[Excerpts from point annotation data]
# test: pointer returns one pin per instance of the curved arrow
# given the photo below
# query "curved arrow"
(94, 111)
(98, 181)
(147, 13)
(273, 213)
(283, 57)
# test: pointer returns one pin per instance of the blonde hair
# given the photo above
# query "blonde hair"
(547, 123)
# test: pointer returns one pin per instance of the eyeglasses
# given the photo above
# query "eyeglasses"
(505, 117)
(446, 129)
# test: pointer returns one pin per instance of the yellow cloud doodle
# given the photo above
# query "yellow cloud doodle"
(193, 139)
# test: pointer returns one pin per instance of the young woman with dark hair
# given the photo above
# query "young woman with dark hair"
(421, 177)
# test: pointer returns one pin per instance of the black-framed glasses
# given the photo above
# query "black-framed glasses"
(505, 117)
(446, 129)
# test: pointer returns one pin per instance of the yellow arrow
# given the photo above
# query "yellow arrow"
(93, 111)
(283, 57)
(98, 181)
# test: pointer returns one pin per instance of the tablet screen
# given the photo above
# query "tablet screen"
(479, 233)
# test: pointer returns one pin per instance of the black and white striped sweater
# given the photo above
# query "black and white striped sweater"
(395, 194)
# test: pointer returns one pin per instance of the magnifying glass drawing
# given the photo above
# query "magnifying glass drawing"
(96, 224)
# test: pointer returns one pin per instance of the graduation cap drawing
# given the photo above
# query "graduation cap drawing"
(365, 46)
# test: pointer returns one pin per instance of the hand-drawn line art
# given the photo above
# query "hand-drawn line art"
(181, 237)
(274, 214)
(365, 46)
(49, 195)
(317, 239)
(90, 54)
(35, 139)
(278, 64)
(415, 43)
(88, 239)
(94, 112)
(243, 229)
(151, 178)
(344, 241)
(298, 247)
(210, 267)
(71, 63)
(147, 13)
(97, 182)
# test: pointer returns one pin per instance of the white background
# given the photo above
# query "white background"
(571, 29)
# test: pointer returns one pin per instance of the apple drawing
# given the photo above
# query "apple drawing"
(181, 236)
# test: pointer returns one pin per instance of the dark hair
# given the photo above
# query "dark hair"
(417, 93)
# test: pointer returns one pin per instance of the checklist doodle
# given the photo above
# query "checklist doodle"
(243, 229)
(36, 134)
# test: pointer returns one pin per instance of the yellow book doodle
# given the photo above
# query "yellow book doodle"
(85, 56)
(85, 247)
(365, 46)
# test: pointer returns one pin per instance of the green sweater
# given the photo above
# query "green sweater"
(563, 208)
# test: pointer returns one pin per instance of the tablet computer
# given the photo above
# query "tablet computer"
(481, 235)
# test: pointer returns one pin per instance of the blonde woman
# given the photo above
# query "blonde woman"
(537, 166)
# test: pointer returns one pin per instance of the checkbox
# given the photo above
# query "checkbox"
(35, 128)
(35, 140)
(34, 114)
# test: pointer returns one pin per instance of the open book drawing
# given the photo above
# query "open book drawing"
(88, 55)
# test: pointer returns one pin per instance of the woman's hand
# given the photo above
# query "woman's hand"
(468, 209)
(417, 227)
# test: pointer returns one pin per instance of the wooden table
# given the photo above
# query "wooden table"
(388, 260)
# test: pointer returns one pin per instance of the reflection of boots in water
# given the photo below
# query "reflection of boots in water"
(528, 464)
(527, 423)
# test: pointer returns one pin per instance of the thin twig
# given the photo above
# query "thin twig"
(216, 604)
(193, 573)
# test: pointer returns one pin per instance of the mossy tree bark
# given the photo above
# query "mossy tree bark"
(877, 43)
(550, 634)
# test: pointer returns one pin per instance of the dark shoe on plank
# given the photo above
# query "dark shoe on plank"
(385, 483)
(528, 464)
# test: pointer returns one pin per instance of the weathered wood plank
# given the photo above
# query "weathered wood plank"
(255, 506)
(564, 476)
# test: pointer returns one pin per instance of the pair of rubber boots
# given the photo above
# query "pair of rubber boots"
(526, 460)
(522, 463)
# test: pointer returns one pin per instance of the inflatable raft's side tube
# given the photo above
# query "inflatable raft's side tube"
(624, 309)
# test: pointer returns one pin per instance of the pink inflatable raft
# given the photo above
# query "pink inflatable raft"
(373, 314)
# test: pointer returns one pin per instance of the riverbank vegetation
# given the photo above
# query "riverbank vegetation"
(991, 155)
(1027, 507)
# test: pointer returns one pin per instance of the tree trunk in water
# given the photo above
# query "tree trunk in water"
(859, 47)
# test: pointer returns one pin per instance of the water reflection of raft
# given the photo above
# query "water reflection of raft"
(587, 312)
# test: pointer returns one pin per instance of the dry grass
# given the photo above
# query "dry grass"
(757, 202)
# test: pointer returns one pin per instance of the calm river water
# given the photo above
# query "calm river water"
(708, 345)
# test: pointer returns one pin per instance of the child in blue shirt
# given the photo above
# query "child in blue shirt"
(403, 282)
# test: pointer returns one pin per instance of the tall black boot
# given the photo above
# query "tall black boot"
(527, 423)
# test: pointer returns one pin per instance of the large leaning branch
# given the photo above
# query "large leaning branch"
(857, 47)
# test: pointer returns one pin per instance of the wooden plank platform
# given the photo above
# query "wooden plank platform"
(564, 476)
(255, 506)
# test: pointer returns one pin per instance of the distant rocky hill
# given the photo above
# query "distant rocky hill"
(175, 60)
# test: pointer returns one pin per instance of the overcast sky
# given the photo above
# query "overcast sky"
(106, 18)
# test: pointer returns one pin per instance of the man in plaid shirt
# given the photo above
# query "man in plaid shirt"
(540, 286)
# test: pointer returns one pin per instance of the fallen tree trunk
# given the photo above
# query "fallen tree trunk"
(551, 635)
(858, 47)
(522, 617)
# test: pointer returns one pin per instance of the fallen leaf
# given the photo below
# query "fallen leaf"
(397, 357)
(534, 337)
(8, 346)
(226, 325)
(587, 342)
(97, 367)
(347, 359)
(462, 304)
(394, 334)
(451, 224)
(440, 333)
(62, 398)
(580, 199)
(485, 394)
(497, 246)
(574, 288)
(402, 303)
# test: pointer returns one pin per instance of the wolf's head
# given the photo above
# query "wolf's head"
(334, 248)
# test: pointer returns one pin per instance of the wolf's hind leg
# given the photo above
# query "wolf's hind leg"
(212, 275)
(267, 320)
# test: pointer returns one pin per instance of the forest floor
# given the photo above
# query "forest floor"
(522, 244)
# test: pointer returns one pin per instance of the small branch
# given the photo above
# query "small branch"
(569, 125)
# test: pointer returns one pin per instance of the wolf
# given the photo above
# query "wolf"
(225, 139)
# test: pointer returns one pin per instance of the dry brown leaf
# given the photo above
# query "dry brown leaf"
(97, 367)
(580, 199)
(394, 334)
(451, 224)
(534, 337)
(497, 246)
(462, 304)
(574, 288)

--

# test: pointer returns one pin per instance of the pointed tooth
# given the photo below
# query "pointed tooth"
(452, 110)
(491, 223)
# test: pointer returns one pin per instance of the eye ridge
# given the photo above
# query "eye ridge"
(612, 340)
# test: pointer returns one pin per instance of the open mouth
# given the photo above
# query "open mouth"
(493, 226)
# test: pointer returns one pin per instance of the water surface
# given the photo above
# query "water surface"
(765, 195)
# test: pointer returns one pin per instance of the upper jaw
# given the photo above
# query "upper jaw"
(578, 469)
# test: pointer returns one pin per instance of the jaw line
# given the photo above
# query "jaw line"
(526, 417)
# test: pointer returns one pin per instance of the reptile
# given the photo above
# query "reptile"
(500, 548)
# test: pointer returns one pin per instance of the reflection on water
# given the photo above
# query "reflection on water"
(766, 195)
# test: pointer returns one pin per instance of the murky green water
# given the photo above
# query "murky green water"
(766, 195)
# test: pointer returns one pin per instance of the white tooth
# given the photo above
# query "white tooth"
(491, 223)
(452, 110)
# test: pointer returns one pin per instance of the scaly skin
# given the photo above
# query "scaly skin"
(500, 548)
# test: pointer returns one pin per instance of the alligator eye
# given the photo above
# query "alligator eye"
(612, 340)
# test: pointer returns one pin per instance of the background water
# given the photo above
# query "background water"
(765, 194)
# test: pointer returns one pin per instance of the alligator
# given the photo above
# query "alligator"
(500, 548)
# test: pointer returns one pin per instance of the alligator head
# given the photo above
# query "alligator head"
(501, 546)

_Aim of the exercise_
Return every line of the items that contains the word "fallen".

_Solution to the problem_
# test: pointer returns one pin per instance of the fallen tree trunk
# query "fallen tree trunk"
# test: pointer returns one pin per instance of the fallen leaf
# query "fallen leaf"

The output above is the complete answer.